— begin Records provided —

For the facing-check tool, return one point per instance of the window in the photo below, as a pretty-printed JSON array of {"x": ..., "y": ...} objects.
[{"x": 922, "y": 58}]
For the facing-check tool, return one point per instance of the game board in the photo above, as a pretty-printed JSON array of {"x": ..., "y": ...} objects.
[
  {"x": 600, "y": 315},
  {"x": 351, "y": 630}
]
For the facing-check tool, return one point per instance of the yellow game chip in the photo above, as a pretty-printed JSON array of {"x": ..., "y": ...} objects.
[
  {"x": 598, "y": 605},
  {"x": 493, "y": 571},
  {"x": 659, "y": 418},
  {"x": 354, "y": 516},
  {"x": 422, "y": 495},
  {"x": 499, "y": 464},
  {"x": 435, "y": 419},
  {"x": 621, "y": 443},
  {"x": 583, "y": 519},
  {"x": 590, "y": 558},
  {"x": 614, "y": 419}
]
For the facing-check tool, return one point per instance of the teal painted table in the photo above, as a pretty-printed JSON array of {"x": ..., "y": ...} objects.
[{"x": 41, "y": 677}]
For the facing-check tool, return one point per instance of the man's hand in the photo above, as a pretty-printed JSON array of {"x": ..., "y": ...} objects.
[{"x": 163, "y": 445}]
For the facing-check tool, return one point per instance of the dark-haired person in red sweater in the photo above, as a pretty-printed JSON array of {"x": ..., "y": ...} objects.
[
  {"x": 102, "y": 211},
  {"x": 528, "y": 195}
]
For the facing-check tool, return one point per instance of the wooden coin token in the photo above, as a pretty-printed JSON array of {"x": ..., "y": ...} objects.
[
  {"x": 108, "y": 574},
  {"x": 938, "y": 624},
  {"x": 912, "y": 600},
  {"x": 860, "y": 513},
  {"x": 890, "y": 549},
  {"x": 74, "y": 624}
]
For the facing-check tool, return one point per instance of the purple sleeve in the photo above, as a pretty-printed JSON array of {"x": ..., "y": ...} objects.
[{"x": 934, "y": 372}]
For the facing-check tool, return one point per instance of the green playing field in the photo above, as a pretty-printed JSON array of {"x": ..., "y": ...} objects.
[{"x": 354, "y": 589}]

— end Records provided —

# What to produce:
Can you format every line of the records above as a JSON list of strings, one string per line, with blank lines left out?

# Completed task:
[
  "For the facing-check tool, return one point per instance of the window in the photo below, as a pretty-printed JSON array of {\"x\": ..., \"y\": ...} objects.",
  "[{\"x\": 922, \"y\": 58}]",
  "For the facing-check tool, return one point per instance of the game board in the photo above, as a pretty-printed JSON array of {\"x\": ..., \"y\": ...} objects.",
  "[",
  "  {\"x\": 600, \"y\": 315},",
  "  {\"x\": 351, \"y\": 630}",
  "]",
  "For the facing-check tool, return one point per instance of the yellow game chip in the photo above, as a pretty-printed JSON array of {\"x\": ..., \"y\": ...} objects.",
  "[",
  "  {\"x\": 598, \"y\": 605},",
  "  {\"x\": 493, \"y\": 571},",
  "  {\"x\": 659, \"y\": 418},",
  "  {\"x\": 354, \"y\": 516},",
  "  {\"x\": 422, \"y\": 495},",
  "  {\"x\": 499, \"y\": 464},",
  "  {\"x\": 435, \"y\": 419},",
  "  {\"x\": 621, \"y\": 443},",
  "  {\"x\": 583, \"y\": 519},",
  "  {\"x\": 590, \"y\": 558},",
  "  {\"x\": 614, \"y\": 419}",
  "]",
  "For the facing-check tool, return one point per instance of the teal painted table in the photo above, as a pretty-printed JSON array of {\"x\": ..., \"y\": ...} objects.",
  "[{\"x\": 41, \"y\": 677}]",
  "For the facing-check tool, return one point per instance of the man's hand in the photo above, as a pretty-printed JSON array of {\"x\": ..., \"y\": ...} objects.",
  "[{\"x\": 163, \"y\": 445}]",
  "For the facing-check tool, return one point per instance of the dark-haired person in red sweater in the photo above, as a pretty-printed JSON array of {\"x\": ..., \"y\": ...} objects.",
  "[",
  "  {\"x\": 102, \"y\": 211},",
  "  {\"x\": 528, \"y\": 195}",
  "]",
  "For the facing-check tool, return one point per instance of the wooden coin token in the photo above, as a pretty-printed JSON array of {\"x\": ..., \"y\": ...} objects.",
  "[",
  "  {\"x\": 108, \"y\": 574},",
  "  {\"x\": 938, \"y\": 624},",
  "  {\"x\": 912, \"y\": 600},",
  "  {\"x\": 860, \"y\": 513},",
  "  {\"x\": 890, \"y\": 549},",
  "  {\"x\": 74, \"y\": 624}",
  "]",
  "For the facing-check tool, return one point per instance of the purple sleeve in the photo above, as a pretty-printed JSON array of {\"x\": ..., \"y\": ...} objects.",
  "[{\"x\": 934, \"y\": 372}]",
  "For the facing-check tool, return one point per instance of the green playing field in the photo above, as a pretty-printed JSON array of {\"x\": ..., \"y\": ...} objects.",
  "[{\"x\": 354, \"y\": 589}]"
]